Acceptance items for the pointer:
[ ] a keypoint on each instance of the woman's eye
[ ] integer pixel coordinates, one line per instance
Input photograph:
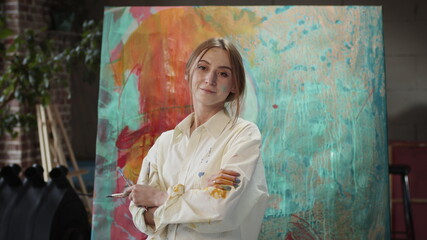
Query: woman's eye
(224, 74)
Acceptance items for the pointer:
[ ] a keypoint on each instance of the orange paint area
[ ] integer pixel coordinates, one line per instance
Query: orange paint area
(218, 193)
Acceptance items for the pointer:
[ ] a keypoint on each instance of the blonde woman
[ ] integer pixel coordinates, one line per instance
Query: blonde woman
(205, 178)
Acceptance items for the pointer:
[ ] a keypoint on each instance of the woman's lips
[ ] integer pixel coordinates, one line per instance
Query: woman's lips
(207, 90)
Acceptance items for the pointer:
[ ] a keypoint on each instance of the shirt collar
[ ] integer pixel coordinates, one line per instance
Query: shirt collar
(214, 126)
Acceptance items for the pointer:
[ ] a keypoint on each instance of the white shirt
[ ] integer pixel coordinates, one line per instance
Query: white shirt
(182, 164)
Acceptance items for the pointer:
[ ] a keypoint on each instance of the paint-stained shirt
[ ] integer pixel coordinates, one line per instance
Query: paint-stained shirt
(181, 164)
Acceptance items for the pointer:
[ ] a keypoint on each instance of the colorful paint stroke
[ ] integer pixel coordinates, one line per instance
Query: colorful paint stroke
(315, 89)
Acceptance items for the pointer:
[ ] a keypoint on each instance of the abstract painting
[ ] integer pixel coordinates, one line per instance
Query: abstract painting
(316, 90)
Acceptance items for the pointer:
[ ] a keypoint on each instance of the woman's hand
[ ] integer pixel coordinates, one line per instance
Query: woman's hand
(145, 195)
(224, 179)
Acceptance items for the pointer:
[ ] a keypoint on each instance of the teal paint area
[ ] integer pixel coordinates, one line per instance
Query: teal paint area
(324, 142)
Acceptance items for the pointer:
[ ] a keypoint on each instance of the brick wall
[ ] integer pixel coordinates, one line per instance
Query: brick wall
(24, 149)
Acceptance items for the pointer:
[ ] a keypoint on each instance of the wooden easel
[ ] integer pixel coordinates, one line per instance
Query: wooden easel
(52, 152)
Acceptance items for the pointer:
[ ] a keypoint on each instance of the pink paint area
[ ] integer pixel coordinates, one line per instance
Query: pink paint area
(140, 13)
(115, 54)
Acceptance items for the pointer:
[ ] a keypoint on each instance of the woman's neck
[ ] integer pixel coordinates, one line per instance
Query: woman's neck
(202, 116)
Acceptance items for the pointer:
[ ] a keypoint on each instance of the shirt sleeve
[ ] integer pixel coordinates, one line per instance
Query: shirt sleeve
(148, 175)
(213, 210)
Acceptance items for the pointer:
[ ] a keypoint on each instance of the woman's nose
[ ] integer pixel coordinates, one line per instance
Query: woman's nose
(211, 78)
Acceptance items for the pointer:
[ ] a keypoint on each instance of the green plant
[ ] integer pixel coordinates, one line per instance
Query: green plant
(30, 68)
(32, 65)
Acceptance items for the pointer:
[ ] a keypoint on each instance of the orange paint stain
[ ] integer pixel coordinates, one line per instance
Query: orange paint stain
(218, 193)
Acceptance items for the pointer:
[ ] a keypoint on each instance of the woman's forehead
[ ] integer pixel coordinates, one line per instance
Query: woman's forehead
(216, 56)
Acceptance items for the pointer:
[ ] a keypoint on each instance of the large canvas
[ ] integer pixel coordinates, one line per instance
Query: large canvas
(316, 89)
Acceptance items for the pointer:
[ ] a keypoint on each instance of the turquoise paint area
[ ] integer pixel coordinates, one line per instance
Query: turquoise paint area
(324, 140)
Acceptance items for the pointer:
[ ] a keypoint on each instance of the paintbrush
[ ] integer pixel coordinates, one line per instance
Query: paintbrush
(117, 195)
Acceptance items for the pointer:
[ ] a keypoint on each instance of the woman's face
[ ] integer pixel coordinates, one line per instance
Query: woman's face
(212, 79)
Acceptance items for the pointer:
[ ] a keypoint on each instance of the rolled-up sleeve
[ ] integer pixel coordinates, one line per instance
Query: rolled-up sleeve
(148, 175)
(213, 210)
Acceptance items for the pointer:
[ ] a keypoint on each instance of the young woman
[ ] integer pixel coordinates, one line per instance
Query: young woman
(205, 178)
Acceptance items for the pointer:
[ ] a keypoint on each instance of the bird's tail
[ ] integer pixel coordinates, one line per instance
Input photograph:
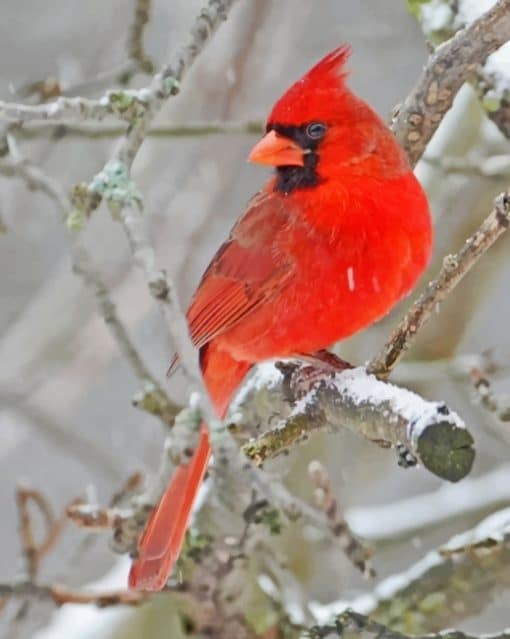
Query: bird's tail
(161, 541)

--------------------------------------------------

For this exercise, write out the listing verbatim and leave every image out.

Acceptance items for the pointer:
[ ] a keypoint on each instance of the woman's eye
[ ] integer pixel coordinates, one line per instance
Input photograph:
Query: woman's eye
(224, 74)
Acceptance items for the pointer:
[ ] a keypoint on each instance of the orange paint area
[ ] integer pixel coordinates, one line per instance
Query: orange paint area
(218, 193)
Acceptance items for the pointer:
[ ] a keypoint on each instance of the blonde woman
[ ] integer pixel coordinates, one line per instance
Query: blonde woman
(205, 178)
Acceptance items for the pointer:
[ ] a keypoint on each instance of the woman's lips
[ ] integer pixel coordinates, one line per instance
Query: woman's lips
(207, 90)
Acceptance items for the pointer:
[ ] a keypoint on each instance of the shirt collar
[ ] integer pixel coordinates, one line per instance
Query: shirt collar
(214, 126)
Acceptance items for the pointer:
[ ] a keypoint on each instance of the white shirt
[ ] integer pixel coordinates, one line per instance
Query: white shirt
(182, 164)
Acceptance items for the pointer:
[ ] a keypoint on each instance of the paint-stained shirt
[ ] integer pixel coordinates, one line per instance
Query: paint-stained shirt
(181, 164)
Acceptance items for the pointer:
[ ] a keypoint on each instance of the colorful paint stroke
[ ] integer pixel coordinates, one line per instance
Query: colorful paint stroke
(315, 89)
Acceptance items for the pointer:
[ ] a keypoint on each instance of the abstract painting
[ ] integer pixel coordinates, one line per instance
Query: abstract painting
(316, 90)
Acceptance items for the pointer:
[ ] a keypoint on each instance of the woman's hand
[ ] integer pixel coordinates, one line per instance
Query: woman's hand
(145, 195)
(224, 179)
Acceptance items for the pointer:
[ ] a keypoint on each instance of the teal paint area
[ ] integer pixel coordinates, one line per instance
Query: teal paint area
(324, 142)
Acceptance items for the pointer:
[ ] a keypoint on each instance of the brick wall
[ ] integer pixel coordinates, one line per instance
Query: brick wall
(24, 149)
Acceptance items for the pointer:
[ ] a keypoint on each instance of the wooden easel
[ ] integer pixel coordinates, one line per instance
Query: wooden easel
(52, 152)
Acceptance items for the pointer:
[ ] a keypoint on each instance of the pink paint area
[ ] integer pixel coordinates, one line per instance
Query: pink paint area
(140, 13)
(115, 54)
Acceptance items for the pointer:
[ ] a keypoint on each instance of the woman's neck
[ ] integer pixel coordinates, one line per instance
Query: woman's neck
(202, 116)
Acceptance items for the pointer:
[ ] a keypoint on each instance of the shirt sleeve
[ ] integer pixel coordinates, one line per instance
Query: shirt sleeve
(148, 175)
(213, 210)
Acceptance items for the pointer:
[ ] a keypoint on each instance of the woman's nose
[ ] integer pixel coordinates, one line per instance
Query: woman's nose
(211, 78)
Acceptance items for the pointer:
[ ] a keypoint on each instance of the green plant
[ ] integer pixel coordinates, one line per instance
Query: green plant
(30, 68)
(32, 65)
Acceptance items for the pointer:
[ ] a keypoint on each instance of the orange paint stain
[ ] integer pixel coordinates, one line per instance
Query: orange paint stain
(218, 193)
Acceptance items for the pointer:
[ ] a keypoint on each instance of the woman's forehead
[ ] integer pixel coordinates, one line per instance
Query: woman's forehead
(216, 56)
Acceptance items for the pointer:
[ ] a keypoint on each instance of the large canvas
[ ] integer pixel coordinates, one line per instance
Query: large canvas
(316, 89)
Acceptance items for the pointer:
[ ] a keypoint on each instance of the turquoise paint area
[ ] integer pixel coordinates, one line per instance
Query: turquoise paint area
(324, 140)
Acceptance items for the pointer:
[ ] a keypoint on each instance of the paintbrush
[ ] integer pixel coordinates, one line per instance
Query: paintbrush
(117, 195)
Acceptance items for the pointer:
[ ] a keypoint on each instance of the woman's face
[ ] integer pixel coordinates, one line per instance
Query: woman's face
(212, 79)
Acceptance items for the pointer:
[ ] a keypoint on each instance of the rolled-up sleeve
[ ] integer pixel coordinates, one line per instance
Query: rolled-up sleeve
(148, 175)
(213, 210)
Acceptance items for the pointer:
[ ] a keypoint on each instance of the young woman
[ ] integer pixel coordinates, one line per instance
Query: young woman
(205, 178)
Acceptance items for the pointer:
[ ] a keypoint on each instance of the bird's tail
[ ] integer pixel coordinates, one line per instance
Input photograph:
Query: bird's tail
(161, 541)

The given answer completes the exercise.